** Start of DATA TO PROCESS **

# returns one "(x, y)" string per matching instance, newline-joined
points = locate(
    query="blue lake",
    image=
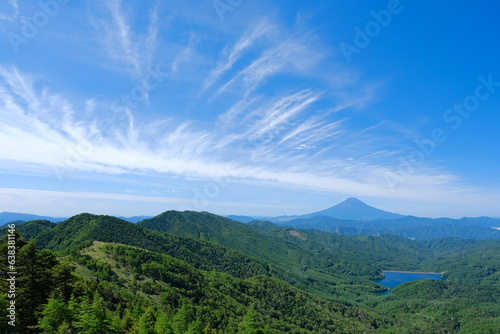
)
(391, 279)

** End of DATA TO PROCESS **

-- WHAT THE TASK ASKS --
Rewrite every one of the rows above in full, requests included, with each coordinate in the answers multiplied by 0.9 and rounded to the nearest whole number, halves rounded up. Omit the pictures.

-- COMPLETE RESPONSE --
# returns one "(x, y)" string per matching instance, newline-joined
points = locate(
    query="blue lake",
    image=
)
(352, 251)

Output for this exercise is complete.